(Point-per-instance localization data)
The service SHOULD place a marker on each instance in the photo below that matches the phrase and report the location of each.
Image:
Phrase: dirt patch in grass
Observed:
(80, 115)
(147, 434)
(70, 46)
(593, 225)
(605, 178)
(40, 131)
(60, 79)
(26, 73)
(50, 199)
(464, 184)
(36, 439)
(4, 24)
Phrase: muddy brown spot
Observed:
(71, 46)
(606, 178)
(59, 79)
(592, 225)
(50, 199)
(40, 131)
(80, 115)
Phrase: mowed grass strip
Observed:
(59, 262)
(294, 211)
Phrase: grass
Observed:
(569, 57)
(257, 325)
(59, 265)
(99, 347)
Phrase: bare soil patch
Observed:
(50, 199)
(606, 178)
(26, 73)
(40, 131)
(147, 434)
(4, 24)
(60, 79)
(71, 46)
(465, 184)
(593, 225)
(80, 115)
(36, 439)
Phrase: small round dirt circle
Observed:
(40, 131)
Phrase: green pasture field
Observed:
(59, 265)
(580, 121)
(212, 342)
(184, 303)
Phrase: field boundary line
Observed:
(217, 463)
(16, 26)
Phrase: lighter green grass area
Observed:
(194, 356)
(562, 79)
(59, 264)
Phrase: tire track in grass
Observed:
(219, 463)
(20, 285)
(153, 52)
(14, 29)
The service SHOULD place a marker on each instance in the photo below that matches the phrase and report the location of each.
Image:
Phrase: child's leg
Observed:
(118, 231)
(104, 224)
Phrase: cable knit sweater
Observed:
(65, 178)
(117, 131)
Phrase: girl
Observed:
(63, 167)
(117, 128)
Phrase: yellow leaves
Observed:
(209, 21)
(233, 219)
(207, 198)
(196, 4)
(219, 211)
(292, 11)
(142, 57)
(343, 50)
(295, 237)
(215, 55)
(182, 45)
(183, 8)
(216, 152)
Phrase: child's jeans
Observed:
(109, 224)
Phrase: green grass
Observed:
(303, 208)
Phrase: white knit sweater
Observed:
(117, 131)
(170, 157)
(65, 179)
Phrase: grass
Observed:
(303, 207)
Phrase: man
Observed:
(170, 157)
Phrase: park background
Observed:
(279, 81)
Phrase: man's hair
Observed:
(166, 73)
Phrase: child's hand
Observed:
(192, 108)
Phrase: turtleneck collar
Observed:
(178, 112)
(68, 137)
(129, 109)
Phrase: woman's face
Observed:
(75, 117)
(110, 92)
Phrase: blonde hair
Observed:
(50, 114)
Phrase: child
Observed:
* * *
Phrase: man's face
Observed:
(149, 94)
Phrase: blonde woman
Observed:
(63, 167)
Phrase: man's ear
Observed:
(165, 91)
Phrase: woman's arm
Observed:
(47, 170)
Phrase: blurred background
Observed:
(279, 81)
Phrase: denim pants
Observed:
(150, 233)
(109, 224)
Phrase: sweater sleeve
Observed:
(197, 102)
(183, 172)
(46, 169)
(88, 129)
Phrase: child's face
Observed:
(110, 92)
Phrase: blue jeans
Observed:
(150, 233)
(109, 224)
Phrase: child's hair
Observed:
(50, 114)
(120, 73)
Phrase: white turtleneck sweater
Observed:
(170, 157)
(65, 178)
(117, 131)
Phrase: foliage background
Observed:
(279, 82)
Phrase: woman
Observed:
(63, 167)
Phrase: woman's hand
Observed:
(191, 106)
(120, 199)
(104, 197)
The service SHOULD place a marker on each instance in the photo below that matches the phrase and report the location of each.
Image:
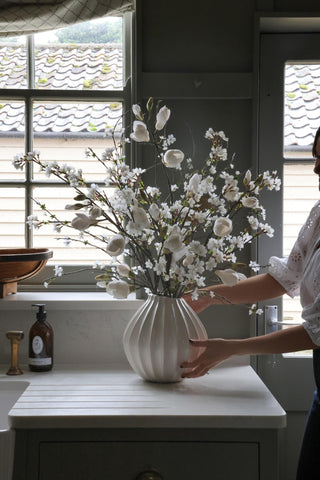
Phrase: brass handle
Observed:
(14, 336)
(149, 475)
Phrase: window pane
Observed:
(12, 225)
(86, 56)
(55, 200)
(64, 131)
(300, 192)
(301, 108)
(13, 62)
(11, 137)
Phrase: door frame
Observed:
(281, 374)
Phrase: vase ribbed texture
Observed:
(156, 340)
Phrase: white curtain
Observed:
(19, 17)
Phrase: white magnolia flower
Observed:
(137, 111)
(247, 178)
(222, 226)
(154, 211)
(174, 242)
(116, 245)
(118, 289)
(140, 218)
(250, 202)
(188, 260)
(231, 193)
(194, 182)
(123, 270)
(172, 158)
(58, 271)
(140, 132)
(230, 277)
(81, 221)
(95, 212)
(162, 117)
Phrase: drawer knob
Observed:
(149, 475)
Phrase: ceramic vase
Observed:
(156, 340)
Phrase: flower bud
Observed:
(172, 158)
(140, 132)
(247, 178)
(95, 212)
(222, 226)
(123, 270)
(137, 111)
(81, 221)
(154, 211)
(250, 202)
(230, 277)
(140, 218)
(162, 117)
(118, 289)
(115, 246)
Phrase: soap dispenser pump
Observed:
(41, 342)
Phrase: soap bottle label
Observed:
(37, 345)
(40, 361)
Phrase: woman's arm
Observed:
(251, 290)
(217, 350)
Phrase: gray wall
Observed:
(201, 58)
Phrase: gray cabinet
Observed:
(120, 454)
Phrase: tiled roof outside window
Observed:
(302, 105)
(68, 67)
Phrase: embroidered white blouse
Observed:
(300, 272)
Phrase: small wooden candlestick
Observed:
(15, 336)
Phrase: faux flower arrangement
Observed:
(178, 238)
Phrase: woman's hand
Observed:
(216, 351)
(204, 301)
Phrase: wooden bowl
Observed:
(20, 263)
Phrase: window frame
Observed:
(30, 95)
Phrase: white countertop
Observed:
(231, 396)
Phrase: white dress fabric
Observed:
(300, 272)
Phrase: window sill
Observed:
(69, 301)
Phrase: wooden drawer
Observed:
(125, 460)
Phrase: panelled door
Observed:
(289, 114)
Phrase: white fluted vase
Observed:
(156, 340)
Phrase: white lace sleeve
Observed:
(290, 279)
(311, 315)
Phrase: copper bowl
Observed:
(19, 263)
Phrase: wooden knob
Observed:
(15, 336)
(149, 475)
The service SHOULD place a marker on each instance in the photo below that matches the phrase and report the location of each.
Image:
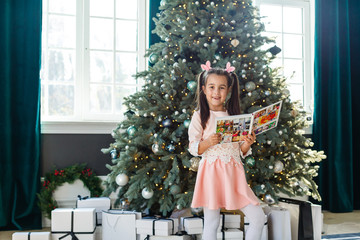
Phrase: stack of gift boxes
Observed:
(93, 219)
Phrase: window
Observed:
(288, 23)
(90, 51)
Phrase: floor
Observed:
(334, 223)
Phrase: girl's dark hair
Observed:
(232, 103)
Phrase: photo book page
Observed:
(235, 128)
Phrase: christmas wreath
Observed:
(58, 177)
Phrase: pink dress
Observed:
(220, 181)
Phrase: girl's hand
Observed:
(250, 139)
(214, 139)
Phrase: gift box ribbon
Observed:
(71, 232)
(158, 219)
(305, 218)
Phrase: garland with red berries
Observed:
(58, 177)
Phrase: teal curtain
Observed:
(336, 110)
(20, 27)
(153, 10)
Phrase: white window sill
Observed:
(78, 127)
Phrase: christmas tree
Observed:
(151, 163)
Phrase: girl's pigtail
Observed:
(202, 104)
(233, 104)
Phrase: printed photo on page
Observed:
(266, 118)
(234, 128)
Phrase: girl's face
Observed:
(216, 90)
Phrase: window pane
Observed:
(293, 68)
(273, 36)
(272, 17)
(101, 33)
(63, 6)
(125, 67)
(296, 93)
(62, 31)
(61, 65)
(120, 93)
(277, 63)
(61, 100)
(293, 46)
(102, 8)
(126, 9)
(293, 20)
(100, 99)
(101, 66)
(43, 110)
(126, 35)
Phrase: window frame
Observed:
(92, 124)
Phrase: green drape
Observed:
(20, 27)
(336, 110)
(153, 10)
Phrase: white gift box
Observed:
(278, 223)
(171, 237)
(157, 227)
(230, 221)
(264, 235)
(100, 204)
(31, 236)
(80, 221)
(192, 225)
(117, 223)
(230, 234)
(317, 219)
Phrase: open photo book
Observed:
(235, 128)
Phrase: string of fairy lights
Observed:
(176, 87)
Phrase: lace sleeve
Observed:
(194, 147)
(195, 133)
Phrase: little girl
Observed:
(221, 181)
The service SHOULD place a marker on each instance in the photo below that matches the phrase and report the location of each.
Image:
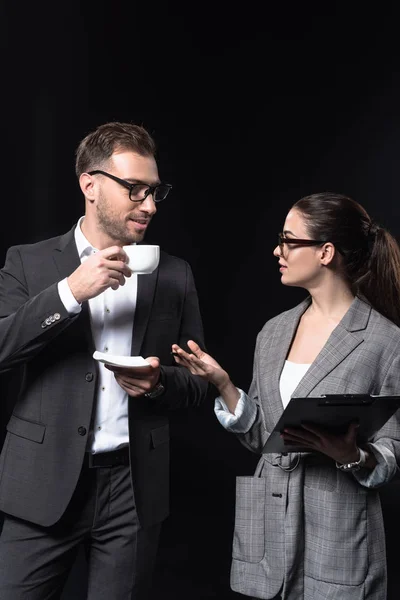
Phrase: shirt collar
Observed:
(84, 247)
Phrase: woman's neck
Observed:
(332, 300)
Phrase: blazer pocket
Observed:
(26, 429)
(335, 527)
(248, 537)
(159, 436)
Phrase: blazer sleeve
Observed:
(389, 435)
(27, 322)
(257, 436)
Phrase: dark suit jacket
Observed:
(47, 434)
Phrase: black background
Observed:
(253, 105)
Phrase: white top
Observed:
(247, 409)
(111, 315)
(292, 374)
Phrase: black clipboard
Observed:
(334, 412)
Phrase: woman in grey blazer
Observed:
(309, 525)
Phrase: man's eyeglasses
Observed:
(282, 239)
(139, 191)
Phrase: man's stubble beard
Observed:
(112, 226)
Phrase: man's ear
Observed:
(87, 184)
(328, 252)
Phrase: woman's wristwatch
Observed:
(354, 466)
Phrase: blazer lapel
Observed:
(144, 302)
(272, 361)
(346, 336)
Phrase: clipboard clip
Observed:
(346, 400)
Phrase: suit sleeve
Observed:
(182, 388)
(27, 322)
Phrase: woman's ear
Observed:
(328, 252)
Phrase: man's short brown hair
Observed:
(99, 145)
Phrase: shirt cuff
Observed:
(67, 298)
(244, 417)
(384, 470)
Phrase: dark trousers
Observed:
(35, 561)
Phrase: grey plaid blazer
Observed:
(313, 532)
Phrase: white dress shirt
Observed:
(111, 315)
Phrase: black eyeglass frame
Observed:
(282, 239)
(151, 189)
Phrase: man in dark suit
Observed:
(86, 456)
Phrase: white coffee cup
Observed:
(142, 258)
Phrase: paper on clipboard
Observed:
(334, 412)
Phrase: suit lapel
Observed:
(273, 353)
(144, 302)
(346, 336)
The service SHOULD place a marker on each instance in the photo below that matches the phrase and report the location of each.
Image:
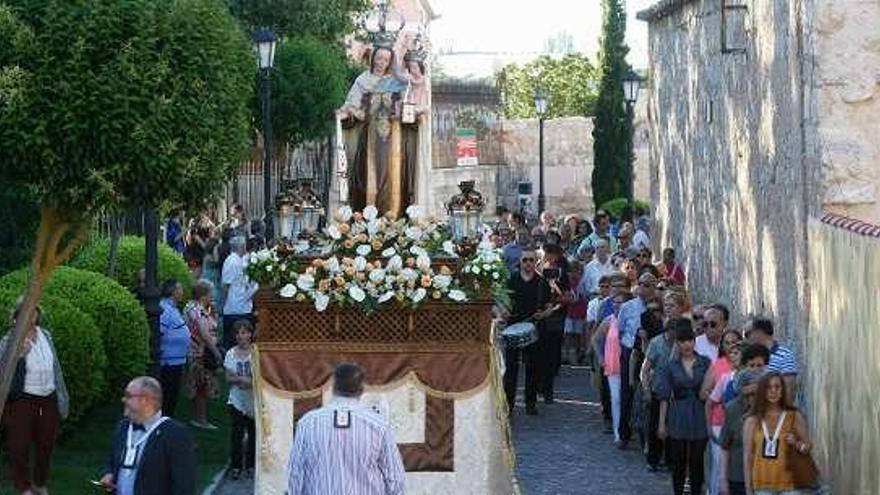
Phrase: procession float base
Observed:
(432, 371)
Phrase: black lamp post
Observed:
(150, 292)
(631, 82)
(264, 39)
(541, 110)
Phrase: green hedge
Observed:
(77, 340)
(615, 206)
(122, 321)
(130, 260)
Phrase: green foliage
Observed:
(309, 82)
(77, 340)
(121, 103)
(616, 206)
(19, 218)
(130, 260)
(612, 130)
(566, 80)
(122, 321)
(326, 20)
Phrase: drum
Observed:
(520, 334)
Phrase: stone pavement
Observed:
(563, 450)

Task description:
Find the word "gray" in the entries, then copy out every line that has it.

Answer to this exercise:
Phrase: gray wall
Phrase: gray cabinet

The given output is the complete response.